__TASK INSTRUCTIONS__
Please count the lines in the items below that contain the word "epaulette" and reply with that number alone.
>>>>
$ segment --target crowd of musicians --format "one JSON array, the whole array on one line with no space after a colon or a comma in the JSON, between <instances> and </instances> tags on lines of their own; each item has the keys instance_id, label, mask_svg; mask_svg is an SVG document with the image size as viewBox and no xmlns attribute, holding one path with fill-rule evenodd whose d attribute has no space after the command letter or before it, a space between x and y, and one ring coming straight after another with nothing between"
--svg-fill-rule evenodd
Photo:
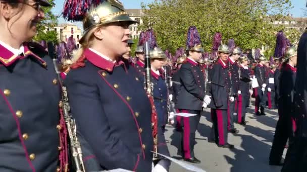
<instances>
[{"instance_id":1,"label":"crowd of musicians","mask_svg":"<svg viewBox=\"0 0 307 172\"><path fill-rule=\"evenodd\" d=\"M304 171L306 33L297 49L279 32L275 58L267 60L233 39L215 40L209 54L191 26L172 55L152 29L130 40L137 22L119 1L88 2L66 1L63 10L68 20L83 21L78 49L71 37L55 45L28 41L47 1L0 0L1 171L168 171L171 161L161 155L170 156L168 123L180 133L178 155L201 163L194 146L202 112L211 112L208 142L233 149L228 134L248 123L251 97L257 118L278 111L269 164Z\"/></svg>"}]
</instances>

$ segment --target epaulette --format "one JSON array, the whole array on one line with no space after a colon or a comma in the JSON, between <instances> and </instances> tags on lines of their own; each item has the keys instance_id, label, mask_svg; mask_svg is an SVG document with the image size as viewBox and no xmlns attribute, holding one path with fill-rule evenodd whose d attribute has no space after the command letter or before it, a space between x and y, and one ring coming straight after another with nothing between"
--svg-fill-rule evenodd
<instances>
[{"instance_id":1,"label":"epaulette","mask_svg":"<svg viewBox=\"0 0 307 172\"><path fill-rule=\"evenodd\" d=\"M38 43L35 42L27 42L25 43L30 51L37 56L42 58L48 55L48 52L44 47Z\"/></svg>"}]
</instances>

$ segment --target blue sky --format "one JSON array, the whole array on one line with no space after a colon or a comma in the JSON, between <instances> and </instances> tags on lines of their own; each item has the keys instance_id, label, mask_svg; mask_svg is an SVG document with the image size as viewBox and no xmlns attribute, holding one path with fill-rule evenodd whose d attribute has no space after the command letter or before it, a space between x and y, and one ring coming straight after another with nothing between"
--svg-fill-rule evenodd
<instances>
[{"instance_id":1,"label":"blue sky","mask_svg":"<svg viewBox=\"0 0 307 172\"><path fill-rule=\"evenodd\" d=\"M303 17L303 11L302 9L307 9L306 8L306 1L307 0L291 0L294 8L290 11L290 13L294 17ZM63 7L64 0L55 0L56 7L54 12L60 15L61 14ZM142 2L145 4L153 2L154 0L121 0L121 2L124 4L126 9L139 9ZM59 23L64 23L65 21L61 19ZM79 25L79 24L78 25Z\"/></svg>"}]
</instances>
<<<<
>>>>
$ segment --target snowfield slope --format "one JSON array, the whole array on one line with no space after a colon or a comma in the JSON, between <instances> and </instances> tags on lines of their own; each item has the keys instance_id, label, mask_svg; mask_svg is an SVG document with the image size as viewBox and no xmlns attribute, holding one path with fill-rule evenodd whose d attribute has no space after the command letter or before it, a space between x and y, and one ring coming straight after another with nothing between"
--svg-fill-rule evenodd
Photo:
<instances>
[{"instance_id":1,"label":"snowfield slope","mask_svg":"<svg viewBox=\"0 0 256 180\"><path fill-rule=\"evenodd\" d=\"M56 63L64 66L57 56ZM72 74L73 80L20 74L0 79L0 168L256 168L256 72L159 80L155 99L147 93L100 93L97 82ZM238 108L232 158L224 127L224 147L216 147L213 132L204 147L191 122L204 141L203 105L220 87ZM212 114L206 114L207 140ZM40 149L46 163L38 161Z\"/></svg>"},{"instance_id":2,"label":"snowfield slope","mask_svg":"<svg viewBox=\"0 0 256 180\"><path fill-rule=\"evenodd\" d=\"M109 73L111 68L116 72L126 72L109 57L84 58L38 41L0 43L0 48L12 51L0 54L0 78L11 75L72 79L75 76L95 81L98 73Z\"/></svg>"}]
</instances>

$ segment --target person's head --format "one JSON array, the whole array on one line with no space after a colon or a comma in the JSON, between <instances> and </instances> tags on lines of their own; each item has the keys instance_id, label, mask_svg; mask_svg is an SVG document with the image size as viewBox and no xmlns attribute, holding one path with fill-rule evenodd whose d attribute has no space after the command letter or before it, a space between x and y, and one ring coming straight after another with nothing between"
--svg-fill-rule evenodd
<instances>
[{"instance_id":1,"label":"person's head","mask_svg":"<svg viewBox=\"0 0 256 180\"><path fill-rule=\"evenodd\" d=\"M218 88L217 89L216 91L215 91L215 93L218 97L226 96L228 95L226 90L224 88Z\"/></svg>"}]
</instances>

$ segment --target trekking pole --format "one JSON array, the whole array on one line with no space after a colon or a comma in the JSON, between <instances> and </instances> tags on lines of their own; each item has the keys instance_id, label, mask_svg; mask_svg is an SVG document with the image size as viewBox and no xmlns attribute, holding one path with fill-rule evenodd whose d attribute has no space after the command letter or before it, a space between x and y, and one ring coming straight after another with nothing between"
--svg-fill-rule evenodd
<<<<
__OUTPUT__
2